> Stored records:
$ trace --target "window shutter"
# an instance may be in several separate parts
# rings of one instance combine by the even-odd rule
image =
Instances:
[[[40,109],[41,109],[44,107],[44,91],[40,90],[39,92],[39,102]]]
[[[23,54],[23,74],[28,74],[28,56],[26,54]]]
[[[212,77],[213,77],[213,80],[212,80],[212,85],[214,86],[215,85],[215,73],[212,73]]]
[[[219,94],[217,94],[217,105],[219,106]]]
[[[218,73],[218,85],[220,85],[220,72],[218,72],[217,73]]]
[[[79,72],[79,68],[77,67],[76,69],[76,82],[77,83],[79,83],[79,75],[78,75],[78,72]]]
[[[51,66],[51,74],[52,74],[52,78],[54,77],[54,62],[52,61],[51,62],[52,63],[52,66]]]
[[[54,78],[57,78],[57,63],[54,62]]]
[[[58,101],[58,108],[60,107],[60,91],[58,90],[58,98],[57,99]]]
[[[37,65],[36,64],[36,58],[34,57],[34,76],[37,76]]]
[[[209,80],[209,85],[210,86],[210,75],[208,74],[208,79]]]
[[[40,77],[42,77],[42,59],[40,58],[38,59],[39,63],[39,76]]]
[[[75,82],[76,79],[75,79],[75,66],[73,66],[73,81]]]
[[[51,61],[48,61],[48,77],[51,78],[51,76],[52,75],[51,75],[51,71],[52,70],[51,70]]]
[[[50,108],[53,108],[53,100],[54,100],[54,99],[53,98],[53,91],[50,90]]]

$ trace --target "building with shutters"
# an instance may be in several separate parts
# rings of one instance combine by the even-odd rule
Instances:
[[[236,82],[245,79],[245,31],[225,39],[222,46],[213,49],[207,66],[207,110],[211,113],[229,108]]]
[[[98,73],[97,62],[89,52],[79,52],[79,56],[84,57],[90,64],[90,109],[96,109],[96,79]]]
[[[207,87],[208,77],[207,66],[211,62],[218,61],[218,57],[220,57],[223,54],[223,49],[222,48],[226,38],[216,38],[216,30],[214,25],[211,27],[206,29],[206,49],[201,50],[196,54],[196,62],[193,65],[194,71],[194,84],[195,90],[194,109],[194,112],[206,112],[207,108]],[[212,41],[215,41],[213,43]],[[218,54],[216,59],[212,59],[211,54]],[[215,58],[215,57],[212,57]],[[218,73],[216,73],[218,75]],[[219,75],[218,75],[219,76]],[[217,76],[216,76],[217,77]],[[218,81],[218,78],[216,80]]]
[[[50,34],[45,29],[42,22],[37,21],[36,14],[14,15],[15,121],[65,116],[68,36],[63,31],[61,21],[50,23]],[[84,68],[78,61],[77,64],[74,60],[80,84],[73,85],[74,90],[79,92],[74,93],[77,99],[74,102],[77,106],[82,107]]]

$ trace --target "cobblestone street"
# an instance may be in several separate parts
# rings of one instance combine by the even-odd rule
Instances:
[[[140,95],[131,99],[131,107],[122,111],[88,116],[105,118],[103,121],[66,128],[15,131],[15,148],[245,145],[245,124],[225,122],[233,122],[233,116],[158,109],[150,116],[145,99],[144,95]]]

> Instructions to follow: Can you give the material again with "even-odd rule" switched to "odd-even rule" everywhere and nothing else changed?

> Written response:
$ trace --target "window shutter"
# an instance may be in several separate parts
# rings of one instance combine by the odd-even rule
image =
Instances:
[[[40,109],[41,109],[44,107],[44,91],[40,90],[39,92],[39,102]]]
[[[23,54],[23,74],[28,74],[28,56],[26,54]]]
[[[212,77],[213,77],[213,80],[212,80],[212,85],[214,86],[215,85],[215,73],[212,73]]]
[[[219,94],[217,94],[217,105],[219,106]]]
[[[218,73],[218,85],[220,85],[220,72],[218,72],[217,73]]]
[[[79,72],[79,68],[77,67],[76,69],[76,82],[77,83],[79,83],[79,75],[78,75],[78,72]]]
[[[51,66],[51,74],[52,74],[52,78],[54,77],[54,62],[52,61],[51,62],[52,63],[52,66]]]
[[[54,78],[57,78],[57,63],[54,62]]]
[[[58,101],[58,108],[60,107],[60,91],[58,90],[58,98],[57,99]]]
[[[37,65],[36,64],[36,58],[34,57],[34,76],[37,76]]]
[[[209,80],[209,85],[210,86],[210,75],[208,74],[208,79]]]
[[[40,77],[42,77],[42,59],[40,58],[38,59],[39,63],[39,76]]]
[[[75,82],[76,79],[75,79],[75,66],[73,66],[73,81]]]
[[[51,61],[48,61],[48,77],[51,78],[51,76],[52,75],[51,75],[51,71],[52,70],[51,70]]]
[[[50,108],[53,108],[53,100],[54,100],[54,99],[53,98],[53,91],[50,90]]]

$ trace --target "building with shutters"
# an instance may be in several separate parts
# rings of one instance combine by the odd-even rule
Instances:
[[[236,82],[245,79],[245,31],[225,39],[222,46],[213,49],[207,66],[207,110],[211,113],[229,108]]]
[[[98,73],[97,62],[89,52],[79,52],[79,56],[84,57],[90,64],[90,109],[96,109],[96,79]]]
[[[207,87],[208,77],[207,66],[211,62],[218,61],[218,57],[220,57],[223,54],[223,49],[222,48],[226,38],[216,38],[216,30],[214,25],[211,27],[206,29],[206,49],[201,50],[196,54],[196,62],[193,65],[194,71],[194,84],[195,90],[194,109],[194,112],[206,112],[207,108]],[[212,41],[215,41],[213,43]],[[218,54],[216,59],[212,59],[211,54]],[[215,58],[215,57],[212,57]],[[218,73],[216,73],[218,75]],[[219,75],[218,75],[219,76]],[[217,76],[216,76],[217,77]],[[218,81],[218,78],[216,80]]]
[[[50,34],[45,29],[42,22],[37,21],[36,14],[14,15],[15,121],[65,116],[68,36],[63,31],[61,21],[50,23]],[[84,68],[78,61],[77,64],[74,60],[80,84],[73,85],[74,90],[79,92],[74,93],[77,99],[74,102],[77,106],[82,107]]]

$ trace --target "cobblestone street"
# an instance may be in several separate parts
# rings of one instance combine by the odd-even rule
Instances:
[[[140,95],[131,99],[131,107],[122,111],[88,116],[105,118],[103,121],[66,128],[15,131],[15,148],[245,145],[245,124],[225,122],[233,122],[233,116],[158,109],[150,116],[145,99],[144,95]]]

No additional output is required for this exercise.